— AVAILABLE RECORDS —

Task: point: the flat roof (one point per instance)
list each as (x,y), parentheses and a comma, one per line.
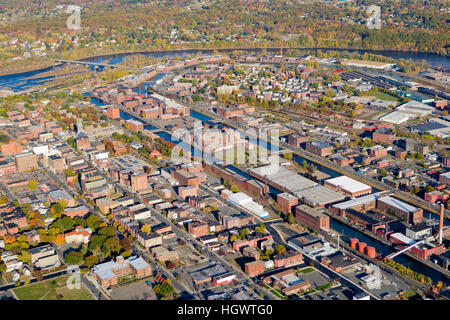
(320,144)
(319,195)
(398,204)
(348,184)
(311,211)
(290,180)
(358,201)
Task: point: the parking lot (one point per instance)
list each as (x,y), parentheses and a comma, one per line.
(134,291)
(388,288)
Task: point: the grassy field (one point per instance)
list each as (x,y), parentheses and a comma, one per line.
(53,289)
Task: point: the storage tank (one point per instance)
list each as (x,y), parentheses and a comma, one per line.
(362,246)
(371,253)
(353,242)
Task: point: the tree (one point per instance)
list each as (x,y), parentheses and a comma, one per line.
(290,218)
(107,231)
(111,245)
(90,261)
(279,248)
(96,241)
(93,222)
(32,184)
(126,244)
(234,188)
(60,239)
(67,223)
(244,232)
(73,257)
(146,228)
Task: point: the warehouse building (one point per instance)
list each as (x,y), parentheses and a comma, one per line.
(348,186)
(282,179)
(401,209)
(362,204)
(312,217)
(410,110)
(246,202)
(319,196)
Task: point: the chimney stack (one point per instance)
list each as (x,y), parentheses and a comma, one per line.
(441,223)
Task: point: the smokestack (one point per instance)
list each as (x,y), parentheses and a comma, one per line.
(441,223)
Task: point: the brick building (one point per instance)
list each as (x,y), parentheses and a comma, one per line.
(286,202)
(287,259)
(198,229)
(408,213)
(107,274)
(311,217)
(139,182)
(113,112)
(319,148)
(26,161)
(11,148)
(254,268)
(385,136)
(135,125)
(296,140)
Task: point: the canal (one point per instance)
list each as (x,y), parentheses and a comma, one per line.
(336,225)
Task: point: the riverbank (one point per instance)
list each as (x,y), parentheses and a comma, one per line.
(375,237)
(389,53)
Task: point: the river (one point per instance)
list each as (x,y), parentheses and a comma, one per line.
(347,231)
(25,80)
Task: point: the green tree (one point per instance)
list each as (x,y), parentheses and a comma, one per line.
(279,248)
(91,261)
(73,257)
(32,184)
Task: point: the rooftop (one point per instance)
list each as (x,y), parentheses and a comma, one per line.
(398,204)
(348,184)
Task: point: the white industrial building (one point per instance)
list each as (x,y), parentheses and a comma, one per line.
(409,110)
(246,202)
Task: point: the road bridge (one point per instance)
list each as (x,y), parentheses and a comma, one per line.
(96,64)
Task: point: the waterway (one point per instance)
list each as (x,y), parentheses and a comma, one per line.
(25,80)
(345,230)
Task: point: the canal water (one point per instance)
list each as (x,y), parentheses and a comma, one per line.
(348,232)
(22,81)
(385,250)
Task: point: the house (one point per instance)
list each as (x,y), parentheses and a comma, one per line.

— TASK TO COMPLETE —
Copy out all of the material above with "one point per instance" swapped for "one point for each instance" wherever it occurs and everything else unchanged, leaving out the pictures.

— ANSWER FOR THIS EXERCISE —
Task: point: the flat roof (one point for each instance)
list each as (x,y), parentheses and a comma, one per line.
(320,144)
(319,195)
(398,204)
(348,184)
(311,211)
(290,180)
(358,201)
Task: point: the parking lot (one point for each instance)
list each as (x,y), parentheses and a comma, one per line.
(134,291)
(388,288)
Task: point: the grassy field (one point for each instance)
list each as (x,y), parentheses and a comma, one per line.
(53,289)
Task: point: the storage tank (one point for each instance)
list each as (x,y), parentheses and a comma, one per line.
(362,246)
(371,253)
(353,242)
Task: point: the tree (one point for each instance)
list each as (x,y), parentheses and a comma, one per line.
(290,218)
(107,231)
(111,245)
(90,261)
(279,248)
(96,241)
(93,222)
(32,184)
(126,244)
(234,188)
(60,239)
(67,223)
(244,232)
(73,257)
(146,228)
Task: point: the warehouse building (one point for each instance)
list each as (x,y), parentheses and a comma, one per line.
(348,186)
(282,179)
(401,209)
(362,204)
(312,217)
(410,110)
(246,202)
(319,196)
Task: point: the chimney stack (one point for each instance)
list each as (x,y), parentheses and a comma, one per line.
(441,223)
Task: point: the smokestack (one point for each instance)
list each as (x,y), parentheses and a comma, one per line.
(441,223)
Task: point: the brick building (one point for each instance)
list each as (x,y), parentheses and a comma, one per line.
(286,202)
(287,259)
(198,229)
(408,213)
(107,274)
(311,217)
(139,182)
(113,112)
(319,148)
(26,161)
(11,148)
(254,268)
(385,136)
(135,125)
(296,140)
Task: point: the canal (one point for each instance)
list each as (x,y), parentheses and a comma, one per line.
(336,225)
Task: point: the riverbank (one point for each instance)
list each as (x,y), parentheses and a comma, one per line.
(375,237)
(389,53)
Task: point: the river (one point for each instance)
list each as (x,y), parentheses and a comma, one per line.
(347,231)
(25,80)
Task: point: the green tree (one point for each instance)
list each as (x,y), parentheses and a comma, one per line.
(279,248)
(91,261)
(73,257)
(32,184)
Task: point: the rooftop (one point for each instance)
list each as (x,y), parentheses and a comma, one per line.
(398,204)
(348,184)
Task: point: the white industrial building (one point for each instance)
list each as (x,y), parentheses and a comma, one per line.
(409,110)
(246,202)
Task: point: the road bridge (one point for each instance)
list each as (x,y), parentheses and a comma, one per line.
(96,64)
Task: point: the waterway (one point for each instance)
list each as (x,y), parentheses and a comma, one per line.
(25,80)
(345,230)
Task: point: the canal water (one point for each instance)
list each as (x,y), parentheses and a comma, one per line.
(348,232)
(22,81)
(385,250)
Task: point: the house (one point for each instance)
list each as (x,y), parentheses and a comma, one per line.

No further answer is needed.